### TASK GOAL:
Please copy the material below line for line, with no changes at all.

***

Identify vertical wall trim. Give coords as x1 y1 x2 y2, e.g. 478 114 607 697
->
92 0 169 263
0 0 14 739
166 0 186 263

***

### SOLUTION FOR THIS TASK:
Identify vertical wall trim. Give coords as x1 y1 x2 y2, e.g. 478 114 607 697
->
92 0 169 263
0 0 14 739
166 0 186 263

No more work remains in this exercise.